◆ DOKUMENT:
----
Wieder am Zimmer erkunden wir noch einen langen Boardwalk am Mersey River entlang. Dort finden wir noch eine Stelle, von der aus man die Milchstraße evtl. auch gut sehen könnte heute Abend. Da ist guter Rat teuer: nochmal fahren oder hier unser Glück versuchen? Es ist 17:30 Uhr noch ist nichts entschieden. Aber das Tagebuch ist bis hierher schon mal geschrieben. Onlinestellen kann ich die ganzen Dinge ohnehin erst morgen. Hier ist das WiFi zu schwach. Jetzt kümmere ich mich noch um ein paar Fotos und dann machen wir gleich erst mal Abendessen.
----
(Gespeicherte Dateneinträge)
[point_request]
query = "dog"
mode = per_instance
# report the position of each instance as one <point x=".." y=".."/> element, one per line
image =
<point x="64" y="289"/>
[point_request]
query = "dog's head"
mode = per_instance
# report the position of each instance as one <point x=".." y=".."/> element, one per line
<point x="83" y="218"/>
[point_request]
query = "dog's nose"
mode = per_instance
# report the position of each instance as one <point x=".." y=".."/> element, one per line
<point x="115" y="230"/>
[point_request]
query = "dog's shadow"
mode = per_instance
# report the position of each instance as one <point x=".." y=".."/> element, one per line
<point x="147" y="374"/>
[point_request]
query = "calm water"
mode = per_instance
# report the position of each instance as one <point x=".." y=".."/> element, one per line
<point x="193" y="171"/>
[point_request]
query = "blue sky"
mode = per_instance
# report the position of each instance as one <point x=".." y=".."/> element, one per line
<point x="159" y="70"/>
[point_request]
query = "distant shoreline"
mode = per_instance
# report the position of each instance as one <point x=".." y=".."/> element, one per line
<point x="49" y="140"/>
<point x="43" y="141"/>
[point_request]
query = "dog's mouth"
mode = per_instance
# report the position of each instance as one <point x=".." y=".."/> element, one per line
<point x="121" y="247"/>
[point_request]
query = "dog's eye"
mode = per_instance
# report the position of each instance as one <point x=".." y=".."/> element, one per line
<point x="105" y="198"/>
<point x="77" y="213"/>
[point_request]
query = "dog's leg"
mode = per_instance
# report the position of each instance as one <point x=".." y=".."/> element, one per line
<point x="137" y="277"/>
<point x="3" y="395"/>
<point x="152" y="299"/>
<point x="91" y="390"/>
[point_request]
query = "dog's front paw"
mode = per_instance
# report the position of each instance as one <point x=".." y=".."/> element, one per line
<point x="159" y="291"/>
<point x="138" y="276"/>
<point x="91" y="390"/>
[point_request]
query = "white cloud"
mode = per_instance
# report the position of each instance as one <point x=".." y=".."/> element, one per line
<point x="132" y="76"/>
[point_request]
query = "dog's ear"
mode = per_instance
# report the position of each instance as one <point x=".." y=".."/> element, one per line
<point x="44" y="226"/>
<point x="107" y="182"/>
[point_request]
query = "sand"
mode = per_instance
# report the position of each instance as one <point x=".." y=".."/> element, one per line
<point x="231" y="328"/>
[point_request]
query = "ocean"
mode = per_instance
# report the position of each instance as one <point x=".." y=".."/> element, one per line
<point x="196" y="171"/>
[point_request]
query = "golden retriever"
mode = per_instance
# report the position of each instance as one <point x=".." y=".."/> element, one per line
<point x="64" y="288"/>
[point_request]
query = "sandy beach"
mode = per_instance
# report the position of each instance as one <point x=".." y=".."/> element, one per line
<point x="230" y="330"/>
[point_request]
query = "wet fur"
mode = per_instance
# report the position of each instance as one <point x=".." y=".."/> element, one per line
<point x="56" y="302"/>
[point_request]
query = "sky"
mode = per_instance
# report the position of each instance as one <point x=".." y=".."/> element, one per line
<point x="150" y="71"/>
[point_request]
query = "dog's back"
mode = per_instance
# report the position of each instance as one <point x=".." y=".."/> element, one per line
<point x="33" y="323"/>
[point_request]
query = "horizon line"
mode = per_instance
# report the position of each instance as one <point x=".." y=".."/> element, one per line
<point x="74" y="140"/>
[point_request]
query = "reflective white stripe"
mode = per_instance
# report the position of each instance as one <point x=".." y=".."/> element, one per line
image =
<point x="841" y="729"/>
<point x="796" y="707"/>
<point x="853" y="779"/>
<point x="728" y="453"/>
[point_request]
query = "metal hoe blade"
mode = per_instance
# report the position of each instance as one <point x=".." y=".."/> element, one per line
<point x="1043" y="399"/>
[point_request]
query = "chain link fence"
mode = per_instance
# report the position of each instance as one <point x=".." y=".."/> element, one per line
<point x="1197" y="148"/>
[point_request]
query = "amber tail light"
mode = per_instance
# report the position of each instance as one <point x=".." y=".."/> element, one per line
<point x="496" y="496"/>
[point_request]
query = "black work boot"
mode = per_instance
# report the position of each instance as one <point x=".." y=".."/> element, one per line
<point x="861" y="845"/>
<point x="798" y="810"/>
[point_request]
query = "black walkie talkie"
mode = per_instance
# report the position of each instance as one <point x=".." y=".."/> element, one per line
----
◆ KURZE AUFGABE A:
Beantworte anhand des Tagebuchtexts diese Fragen:
(i) Entlang welches Flusses führt der Boardwalk?
(ii) Welche Uhrzeit wird genannt, zu der noch nichts entschieden ist?
(iii) Woran liegt es laut Text, dass sich die Dinge erst morgen online stellen lassen?
◆ KURZE AUFGABE B: Suche in den Datensätzen alle Zeilen, die die Zeichenfolge „white“ enthalten, und gib jede davon wieder.
Der Tagebuchtext und die Datensätze haben unterschiedliche Quellen.

◆ ERGEBNIS DER ÜBUNG A:
(i) Entlang des Mersey River.
(ii) 17:30 Uhr.
(iii) Das WiFi ist dort zu schwach.

◆ ERGEBNIS DER ÜBUNG B:
query = "white cloud"
query = "reflective white stripe"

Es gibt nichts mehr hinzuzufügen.